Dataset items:
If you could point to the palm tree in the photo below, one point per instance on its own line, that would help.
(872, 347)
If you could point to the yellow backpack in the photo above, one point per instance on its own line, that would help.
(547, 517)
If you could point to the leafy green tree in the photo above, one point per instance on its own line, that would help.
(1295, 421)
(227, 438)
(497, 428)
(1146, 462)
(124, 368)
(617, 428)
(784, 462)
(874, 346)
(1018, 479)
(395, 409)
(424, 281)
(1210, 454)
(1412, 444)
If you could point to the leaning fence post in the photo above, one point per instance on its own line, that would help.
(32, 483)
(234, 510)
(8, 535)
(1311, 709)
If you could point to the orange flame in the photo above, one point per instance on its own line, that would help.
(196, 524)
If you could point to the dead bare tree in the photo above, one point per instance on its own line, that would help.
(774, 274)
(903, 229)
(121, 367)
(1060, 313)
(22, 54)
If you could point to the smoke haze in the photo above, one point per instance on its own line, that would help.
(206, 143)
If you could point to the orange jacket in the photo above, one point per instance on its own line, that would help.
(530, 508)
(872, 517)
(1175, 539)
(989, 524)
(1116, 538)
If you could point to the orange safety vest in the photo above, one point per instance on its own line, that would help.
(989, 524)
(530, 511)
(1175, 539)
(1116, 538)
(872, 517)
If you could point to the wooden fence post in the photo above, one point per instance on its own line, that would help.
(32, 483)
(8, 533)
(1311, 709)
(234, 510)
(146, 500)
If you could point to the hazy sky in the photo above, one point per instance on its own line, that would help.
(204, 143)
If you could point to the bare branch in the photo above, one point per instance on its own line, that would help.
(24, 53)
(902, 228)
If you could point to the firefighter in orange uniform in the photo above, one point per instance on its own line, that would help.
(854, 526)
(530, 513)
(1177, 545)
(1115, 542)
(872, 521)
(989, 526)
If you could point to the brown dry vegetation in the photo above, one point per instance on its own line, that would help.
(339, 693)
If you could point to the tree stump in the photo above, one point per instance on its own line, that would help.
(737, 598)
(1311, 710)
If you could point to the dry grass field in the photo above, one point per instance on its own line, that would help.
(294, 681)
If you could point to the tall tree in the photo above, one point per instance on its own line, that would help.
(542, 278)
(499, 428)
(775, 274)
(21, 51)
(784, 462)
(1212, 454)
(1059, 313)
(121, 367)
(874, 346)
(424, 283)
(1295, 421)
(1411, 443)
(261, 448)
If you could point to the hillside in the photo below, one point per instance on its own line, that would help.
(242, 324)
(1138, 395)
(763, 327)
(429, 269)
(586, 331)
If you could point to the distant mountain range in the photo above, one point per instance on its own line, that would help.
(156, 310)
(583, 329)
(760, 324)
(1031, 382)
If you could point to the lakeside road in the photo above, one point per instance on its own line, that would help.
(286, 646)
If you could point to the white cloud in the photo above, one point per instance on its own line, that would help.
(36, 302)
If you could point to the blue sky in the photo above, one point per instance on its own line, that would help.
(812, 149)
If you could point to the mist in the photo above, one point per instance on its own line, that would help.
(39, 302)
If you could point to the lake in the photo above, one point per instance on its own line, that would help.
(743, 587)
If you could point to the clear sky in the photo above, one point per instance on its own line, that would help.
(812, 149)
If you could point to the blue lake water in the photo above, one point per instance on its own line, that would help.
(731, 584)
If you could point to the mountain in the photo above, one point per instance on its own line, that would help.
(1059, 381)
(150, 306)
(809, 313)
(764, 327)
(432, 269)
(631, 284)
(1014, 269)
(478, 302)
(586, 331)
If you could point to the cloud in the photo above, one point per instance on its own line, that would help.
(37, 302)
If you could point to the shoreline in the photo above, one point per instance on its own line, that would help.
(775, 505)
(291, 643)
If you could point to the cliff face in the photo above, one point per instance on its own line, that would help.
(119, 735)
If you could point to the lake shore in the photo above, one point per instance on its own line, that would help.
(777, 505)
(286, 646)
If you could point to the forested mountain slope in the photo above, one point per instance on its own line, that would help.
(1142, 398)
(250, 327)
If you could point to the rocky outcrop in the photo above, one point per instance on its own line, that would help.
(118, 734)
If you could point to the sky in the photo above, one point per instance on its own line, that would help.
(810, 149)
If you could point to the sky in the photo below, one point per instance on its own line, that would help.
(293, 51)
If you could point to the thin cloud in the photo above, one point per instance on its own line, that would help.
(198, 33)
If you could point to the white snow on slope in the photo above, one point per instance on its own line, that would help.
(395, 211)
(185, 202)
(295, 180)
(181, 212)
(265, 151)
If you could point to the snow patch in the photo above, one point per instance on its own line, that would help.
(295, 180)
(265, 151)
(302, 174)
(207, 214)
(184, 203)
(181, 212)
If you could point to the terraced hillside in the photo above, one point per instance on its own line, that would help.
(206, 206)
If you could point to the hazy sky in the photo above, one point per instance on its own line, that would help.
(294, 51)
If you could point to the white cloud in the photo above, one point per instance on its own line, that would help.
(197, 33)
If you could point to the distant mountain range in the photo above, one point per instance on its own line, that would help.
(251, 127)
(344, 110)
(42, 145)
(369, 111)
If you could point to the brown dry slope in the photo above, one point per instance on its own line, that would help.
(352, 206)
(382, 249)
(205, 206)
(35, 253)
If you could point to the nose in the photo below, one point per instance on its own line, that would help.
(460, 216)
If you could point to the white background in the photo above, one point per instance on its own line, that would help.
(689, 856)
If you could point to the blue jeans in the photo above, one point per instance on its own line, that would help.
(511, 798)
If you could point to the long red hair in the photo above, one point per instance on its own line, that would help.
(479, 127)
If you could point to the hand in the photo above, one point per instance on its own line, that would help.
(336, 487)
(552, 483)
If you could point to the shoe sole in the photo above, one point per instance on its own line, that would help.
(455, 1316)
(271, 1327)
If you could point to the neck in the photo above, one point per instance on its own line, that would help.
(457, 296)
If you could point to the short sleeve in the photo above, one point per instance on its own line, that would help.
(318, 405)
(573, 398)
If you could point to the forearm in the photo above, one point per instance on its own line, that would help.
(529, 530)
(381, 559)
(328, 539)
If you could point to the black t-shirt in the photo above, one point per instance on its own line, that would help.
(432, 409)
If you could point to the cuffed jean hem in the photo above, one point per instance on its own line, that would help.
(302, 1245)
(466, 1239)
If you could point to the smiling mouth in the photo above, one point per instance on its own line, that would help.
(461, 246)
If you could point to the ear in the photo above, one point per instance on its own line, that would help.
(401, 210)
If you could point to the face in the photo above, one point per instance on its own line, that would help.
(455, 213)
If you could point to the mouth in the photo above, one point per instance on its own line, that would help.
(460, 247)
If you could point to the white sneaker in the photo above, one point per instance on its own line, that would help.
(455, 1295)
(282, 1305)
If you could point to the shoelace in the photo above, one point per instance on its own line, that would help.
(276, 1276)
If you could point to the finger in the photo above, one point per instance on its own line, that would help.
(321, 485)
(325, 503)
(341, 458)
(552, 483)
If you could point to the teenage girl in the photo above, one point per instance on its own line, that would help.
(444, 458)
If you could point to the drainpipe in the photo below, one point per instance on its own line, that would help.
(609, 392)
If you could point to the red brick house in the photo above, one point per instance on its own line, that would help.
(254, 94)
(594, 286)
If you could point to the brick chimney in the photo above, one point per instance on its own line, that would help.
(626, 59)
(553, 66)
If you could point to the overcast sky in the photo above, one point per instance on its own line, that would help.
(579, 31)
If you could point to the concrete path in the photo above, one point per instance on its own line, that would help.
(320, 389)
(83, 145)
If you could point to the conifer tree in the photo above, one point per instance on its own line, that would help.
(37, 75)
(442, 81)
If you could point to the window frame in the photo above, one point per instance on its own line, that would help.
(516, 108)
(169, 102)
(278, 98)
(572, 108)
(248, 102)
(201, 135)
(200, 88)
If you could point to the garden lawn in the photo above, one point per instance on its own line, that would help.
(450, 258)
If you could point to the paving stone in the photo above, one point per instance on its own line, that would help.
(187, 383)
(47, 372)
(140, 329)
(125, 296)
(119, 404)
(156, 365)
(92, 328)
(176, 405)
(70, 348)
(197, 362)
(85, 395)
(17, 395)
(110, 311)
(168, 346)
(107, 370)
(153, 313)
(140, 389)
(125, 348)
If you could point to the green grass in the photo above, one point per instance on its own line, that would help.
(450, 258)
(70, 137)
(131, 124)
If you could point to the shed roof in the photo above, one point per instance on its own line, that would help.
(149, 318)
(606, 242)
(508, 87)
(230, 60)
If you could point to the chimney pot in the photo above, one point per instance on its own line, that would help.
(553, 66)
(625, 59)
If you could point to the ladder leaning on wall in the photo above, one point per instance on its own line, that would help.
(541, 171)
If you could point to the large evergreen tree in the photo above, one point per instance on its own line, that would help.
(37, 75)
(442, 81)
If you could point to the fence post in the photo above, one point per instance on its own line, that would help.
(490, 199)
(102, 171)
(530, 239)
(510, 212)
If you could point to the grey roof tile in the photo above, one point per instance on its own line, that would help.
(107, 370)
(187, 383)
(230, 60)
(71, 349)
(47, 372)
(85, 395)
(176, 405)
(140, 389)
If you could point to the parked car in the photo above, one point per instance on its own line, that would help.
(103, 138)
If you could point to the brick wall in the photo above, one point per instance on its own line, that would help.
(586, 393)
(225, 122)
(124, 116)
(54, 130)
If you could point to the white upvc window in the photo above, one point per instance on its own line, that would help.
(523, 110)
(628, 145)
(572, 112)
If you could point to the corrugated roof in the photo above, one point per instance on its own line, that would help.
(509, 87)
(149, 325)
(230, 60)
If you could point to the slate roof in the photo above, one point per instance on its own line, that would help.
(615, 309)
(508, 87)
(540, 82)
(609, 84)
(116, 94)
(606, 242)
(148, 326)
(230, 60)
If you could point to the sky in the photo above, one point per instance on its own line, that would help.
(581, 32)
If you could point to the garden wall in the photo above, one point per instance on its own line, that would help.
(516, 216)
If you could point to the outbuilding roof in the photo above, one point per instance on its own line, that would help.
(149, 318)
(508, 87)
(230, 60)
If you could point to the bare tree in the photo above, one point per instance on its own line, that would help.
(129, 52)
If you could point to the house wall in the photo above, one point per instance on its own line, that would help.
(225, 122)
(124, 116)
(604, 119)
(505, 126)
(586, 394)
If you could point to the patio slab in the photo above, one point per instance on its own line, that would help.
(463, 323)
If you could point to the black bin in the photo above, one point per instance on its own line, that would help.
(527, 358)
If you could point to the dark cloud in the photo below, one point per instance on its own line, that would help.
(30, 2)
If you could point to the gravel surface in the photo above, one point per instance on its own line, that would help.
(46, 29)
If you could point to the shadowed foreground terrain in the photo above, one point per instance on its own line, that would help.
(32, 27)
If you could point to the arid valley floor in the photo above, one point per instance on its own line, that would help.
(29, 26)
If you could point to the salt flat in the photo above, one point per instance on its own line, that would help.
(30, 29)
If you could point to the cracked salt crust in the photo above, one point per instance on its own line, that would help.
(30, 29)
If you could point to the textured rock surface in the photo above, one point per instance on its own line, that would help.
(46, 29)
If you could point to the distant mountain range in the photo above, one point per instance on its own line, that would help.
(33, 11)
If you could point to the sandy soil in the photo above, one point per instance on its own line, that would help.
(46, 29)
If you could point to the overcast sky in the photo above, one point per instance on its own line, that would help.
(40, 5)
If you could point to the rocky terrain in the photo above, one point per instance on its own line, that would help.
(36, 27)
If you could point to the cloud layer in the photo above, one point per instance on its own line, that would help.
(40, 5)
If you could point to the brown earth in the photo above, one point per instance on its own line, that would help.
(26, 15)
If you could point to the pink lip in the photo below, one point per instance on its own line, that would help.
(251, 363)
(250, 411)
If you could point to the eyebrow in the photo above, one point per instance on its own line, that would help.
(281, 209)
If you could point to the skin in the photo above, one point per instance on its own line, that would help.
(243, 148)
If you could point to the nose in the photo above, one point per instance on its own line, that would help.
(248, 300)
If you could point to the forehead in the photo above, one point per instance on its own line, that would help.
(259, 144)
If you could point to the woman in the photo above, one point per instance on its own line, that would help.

* **Work to complete**:
Quote exactly and only the lines from the one holding "If you could point to the arid" through the end of the data.

* **Solution below**:
If you could point to the arid valley floor in the photo above, one point per instance on its own line, that would help.
(29, 26)
If you could point to the salt flat in the photo above, one point per instance on its own line, that would help.
(30, 29)
If you could point to the cracked salt crust in the photo above, one point per instance on its own line, that would help.
(30, 29)
If you could point to the textured rock surface in the photo above, one point per instance on its own line, that would help.
(46, 29)
If you could point to the distant mountain range in the photo above, one point per instance on its own line, that would help.
(33, 11)
If you could point to the sandy soil in the photo above, one point per instance on its own line, that would help.
(46, 29)
If you could point to the overcast sky in the photo above, one point per instance on its own line, that would help.
(40, 5)
If you could point to the rocky terrain in the photo above, one point per instance on its own line, that would help.
(36, 27)
If you could point to the cloud layer in the photo above, one point per instance on its own line, that would help.
(40, 5)
If you could point to the brown earth in the photo above, one point per instance on its own line, that would help.
(26, 15)
If you could point to the pink lip in the photo below, one point per instance on its own line, that would help.
(251, 363)
(250, 411)
If you could point to the eyebrow in the photo above, one point per instance on its own line, that would help.
(281, 209)
If you could point to the skin in the photo above, one point per instance on its own line, that would help.
(243, 148)
If you could point to the nose in the photo above, one point per instance on its own line, that would help.
(248, 300)
If you could point to the forehead in the photo above, one point per instance on its own line, that would help.
(259, 144)
If you could point to the woman in the photo above, one point per instance on its own line, that would help.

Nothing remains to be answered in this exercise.